What this task involves – The answer must consist of the records below, repeated exactly.

Exercise data –
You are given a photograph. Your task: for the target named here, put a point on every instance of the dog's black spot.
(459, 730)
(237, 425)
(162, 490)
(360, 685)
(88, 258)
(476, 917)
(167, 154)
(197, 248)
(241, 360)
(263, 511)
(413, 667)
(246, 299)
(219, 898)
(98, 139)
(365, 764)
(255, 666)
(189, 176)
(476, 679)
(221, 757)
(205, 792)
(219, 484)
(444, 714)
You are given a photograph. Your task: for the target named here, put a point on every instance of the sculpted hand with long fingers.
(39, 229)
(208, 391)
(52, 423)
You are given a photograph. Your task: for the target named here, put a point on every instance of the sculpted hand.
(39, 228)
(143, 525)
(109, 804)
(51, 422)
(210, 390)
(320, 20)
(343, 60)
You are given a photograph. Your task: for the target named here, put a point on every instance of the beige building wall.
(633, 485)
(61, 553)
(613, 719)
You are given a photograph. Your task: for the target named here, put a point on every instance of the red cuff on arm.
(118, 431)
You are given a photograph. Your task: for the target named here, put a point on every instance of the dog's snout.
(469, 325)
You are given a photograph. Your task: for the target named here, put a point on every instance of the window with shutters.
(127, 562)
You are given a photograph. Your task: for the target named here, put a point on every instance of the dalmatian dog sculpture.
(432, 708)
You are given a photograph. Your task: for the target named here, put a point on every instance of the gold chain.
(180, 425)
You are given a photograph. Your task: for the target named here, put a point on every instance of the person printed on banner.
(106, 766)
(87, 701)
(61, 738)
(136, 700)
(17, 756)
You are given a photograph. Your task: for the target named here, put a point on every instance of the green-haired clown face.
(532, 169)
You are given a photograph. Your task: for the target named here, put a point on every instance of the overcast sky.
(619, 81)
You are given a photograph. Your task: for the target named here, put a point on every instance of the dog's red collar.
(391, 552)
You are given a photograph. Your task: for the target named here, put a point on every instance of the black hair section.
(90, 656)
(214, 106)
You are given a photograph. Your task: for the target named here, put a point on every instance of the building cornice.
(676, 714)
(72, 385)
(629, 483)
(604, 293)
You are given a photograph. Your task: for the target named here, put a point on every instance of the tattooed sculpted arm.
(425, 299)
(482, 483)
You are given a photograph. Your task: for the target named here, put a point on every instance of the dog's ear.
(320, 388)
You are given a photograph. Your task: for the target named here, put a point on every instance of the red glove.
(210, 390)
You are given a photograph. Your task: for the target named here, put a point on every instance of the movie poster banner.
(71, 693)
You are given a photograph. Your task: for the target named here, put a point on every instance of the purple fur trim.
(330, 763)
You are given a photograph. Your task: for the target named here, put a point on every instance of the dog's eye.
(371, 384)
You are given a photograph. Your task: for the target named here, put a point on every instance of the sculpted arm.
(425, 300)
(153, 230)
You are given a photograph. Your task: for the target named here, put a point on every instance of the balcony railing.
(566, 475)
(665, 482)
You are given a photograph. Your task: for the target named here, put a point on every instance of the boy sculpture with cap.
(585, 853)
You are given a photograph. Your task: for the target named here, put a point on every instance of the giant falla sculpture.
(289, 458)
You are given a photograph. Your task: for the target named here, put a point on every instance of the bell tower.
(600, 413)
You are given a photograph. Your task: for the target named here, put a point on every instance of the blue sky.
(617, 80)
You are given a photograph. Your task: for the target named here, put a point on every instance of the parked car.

Answer to the problem –
You are given a photograph. Your task: for the target named here, put a point on every instance of the dog's black spot.
(459, 730)
(237, 425)
(162, 490)
(360, 685)
(88, 258)
(476, 917)
(167, 154)
(197, 248)
(241, 360)
(263, 511)
(413, 667)
(246, 299)
(219, 898)
(98, 139)
(365, 764)
(255, 666)
(189, 176)
(476, 679)
(221, 757)
(205, 792)
(219, 484)
(444, 714)
You are given a photograph. Your task: for the target named here, put a point on every instance of the sculpted hand with long fingers.
(39, 229)
(208, 391)
(52, 423)
You are given a photograph. Your task: for the target named here, put a point on every instance of the sculpted hand.
(39, 228)
(143, 525)
(109, 804)
(51, 422)
(210, 390)
(320, 20)
(343, 60)
You are given a photograph. Your task: for the target named here, put a point on every instance of the beige building wall.
(633, 485)
(61, 553)
(613, 719)
You are given a photograph. Your task: for the target named here, put a point on every instance of the red cuff on arm.
(118, 431)
You are given a photograph. Your task: for the target named here, put a point on every instance of the dog's snout.
(469, 325)
You are given a photograph. Your task: for the target named here, put a point on every instance of the window with shutters.
(127, 562)
You are given a photograph. Your task: for the target named here, put a point on every instance of the dalmatian dog sculpture.
(432, 708)
You are given a photograph. Your task: for the target named here, put a point on every instance of the gold chain.
(180, 425)
You are given a photograph. Your task: for the target named here, put a point on every instance of the person printed on banner.
(106, 766)
(87, 701)
(61, 738)
(136, 700)
(17, 756)
You are given a photograph. Your task: for the target named here, put a point on every instance of the green-haired clown face.
(532, 169)
You are given a photograph. Your task: for the target named here, put a point on every instance of the overcast sky.
(619, 81)
You are given a photograph. Your task: for the target named here, put a point on every instance of the dog's red collar.
(391, 552)
You are given a photograph. Your task: for the target named here, put a point on every instance of the black hair section.
(90, 656)
(214, 106)
You are given a photograph. Your task: for the target named here, put a point on every instance of the building cornice.
(676, 714)
(72, 385)
(629, 483)
(604, 293)
You are given a photograph. Your task: for the target named here, put a point on every instance of the tattooed sculpted arm.
(425, 299)
(482, 483)
You are given a photograph. Your task: for the target named here, put a point on every instance of the dog's ear.
(320, 388)
You are given a photograph. Your task: for the target named here, put a point on every instance of the red glove.
(210, 390)
You are given a photograph. Your task: for the target named here, put a point on every instance of the movie poster banner.
(71, 693)
You are given a photograph. Your task: for the target named here, put a point on every instance of the purple fur trim.
(330, 763)
You are given a photograph. Your task: for the target named here, put a point on every instance of the dog's eye.
(371, 384)
You are given a photograph. Your task: for the target named here, put a point on every instance of the sculpted arm.
(425, 300)
(153, 230)
You are given a photograph. Your task: for the target named here, put a point on every instance of the balcony railing.
(566, 475)
(665, 482)
You are given a photograph. Your task: for the target named here, put a point on every instance of the boy sculpture with cap.
(585, 853)
You are given a photograph. Your task: for the target named here, put a point on every instance of the giant falla sculpture.
(289, 458)
You are given a photograph. Your task: for the target named here, put a point on every instance of the bell tower.
(600, 413)
You are given a photograph. Your task: for the target named here, put a point on every instance of the blue sky.
(617, 80)
You are given a photograph. Your task: for the target named here, put a point on every instance of the parked car.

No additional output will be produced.